What you are asked to do: Render the records as a Markdown table with the columns Row and Line, starting at the first line of the records and stopping after the line that contains "66 116 L 71". Number each row and leave out any blank lines.

Recorded data:
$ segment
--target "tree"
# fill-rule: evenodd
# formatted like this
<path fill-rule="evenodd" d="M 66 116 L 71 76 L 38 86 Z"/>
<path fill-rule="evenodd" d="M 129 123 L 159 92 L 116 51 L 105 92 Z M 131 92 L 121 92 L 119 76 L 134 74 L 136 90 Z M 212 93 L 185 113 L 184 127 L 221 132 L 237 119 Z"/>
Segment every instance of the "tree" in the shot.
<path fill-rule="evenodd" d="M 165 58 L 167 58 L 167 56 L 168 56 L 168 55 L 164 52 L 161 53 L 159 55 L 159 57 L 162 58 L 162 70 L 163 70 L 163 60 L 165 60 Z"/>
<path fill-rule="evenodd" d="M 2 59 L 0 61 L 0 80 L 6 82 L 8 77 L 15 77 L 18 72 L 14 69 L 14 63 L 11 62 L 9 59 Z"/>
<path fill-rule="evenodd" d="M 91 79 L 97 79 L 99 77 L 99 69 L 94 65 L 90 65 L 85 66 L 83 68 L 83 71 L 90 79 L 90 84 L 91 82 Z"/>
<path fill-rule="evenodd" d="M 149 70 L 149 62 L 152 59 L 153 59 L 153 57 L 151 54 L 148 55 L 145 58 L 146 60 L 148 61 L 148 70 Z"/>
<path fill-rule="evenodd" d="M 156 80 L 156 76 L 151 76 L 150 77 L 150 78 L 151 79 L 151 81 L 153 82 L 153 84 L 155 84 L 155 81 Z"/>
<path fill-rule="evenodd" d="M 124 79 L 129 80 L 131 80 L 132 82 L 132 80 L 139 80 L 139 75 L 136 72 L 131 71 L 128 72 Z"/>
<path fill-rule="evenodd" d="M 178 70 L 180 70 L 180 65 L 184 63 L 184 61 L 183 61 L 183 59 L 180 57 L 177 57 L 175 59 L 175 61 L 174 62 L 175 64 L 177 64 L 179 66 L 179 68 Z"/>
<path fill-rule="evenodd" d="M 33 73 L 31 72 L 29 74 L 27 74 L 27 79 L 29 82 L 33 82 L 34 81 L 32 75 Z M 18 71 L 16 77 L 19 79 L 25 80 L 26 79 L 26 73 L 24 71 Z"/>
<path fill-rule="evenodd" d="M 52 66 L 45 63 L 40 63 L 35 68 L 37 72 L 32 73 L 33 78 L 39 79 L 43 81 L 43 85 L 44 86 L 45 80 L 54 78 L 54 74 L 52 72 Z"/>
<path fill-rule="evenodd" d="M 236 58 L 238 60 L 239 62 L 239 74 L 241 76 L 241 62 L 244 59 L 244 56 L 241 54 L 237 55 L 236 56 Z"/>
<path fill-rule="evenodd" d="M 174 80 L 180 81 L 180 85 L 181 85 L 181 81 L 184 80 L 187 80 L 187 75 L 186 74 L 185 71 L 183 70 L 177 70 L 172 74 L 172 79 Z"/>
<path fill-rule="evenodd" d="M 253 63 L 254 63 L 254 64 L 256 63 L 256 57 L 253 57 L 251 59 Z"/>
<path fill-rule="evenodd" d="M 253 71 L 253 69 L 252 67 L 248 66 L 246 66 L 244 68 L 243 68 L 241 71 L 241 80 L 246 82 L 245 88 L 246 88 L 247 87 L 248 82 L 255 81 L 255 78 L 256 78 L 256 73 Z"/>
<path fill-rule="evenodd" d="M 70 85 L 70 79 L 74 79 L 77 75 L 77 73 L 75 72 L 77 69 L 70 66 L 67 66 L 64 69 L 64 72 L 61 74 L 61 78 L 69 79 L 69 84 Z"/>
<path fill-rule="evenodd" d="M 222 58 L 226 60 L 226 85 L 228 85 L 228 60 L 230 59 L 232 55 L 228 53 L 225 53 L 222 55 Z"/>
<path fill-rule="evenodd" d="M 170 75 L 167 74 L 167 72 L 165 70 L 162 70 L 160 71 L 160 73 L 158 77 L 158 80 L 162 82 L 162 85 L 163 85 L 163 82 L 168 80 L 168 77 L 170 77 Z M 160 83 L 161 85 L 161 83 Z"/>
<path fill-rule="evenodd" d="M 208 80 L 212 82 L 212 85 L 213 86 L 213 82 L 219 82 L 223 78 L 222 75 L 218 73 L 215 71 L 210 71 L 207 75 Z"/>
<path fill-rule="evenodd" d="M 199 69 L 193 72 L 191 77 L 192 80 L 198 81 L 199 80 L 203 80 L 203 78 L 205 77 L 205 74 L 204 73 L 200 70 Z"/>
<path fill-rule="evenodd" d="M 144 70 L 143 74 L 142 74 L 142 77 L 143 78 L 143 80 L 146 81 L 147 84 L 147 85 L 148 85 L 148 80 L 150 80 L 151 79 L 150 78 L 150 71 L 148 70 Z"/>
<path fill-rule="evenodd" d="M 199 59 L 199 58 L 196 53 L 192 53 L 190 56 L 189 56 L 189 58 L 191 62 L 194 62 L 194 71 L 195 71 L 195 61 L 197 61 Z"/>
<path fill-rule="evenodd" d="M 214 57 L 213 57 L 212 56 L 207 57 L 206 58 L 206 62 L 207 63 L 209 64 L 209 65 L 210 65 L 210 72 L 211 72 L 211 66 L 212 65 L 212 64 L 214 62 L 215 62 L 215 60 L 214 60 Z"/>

Result of the exercise:
| Row | Line |
|---|---|
| 1 | $ segment |
| 2 | --target "tree" |
| 3 | # fill-rule: evenodd |
| 4 | # formatted like this |
| 5 | <path fill-rule="evenodd" d="M 66 116 L 71 76 L 38 86 Z"/> |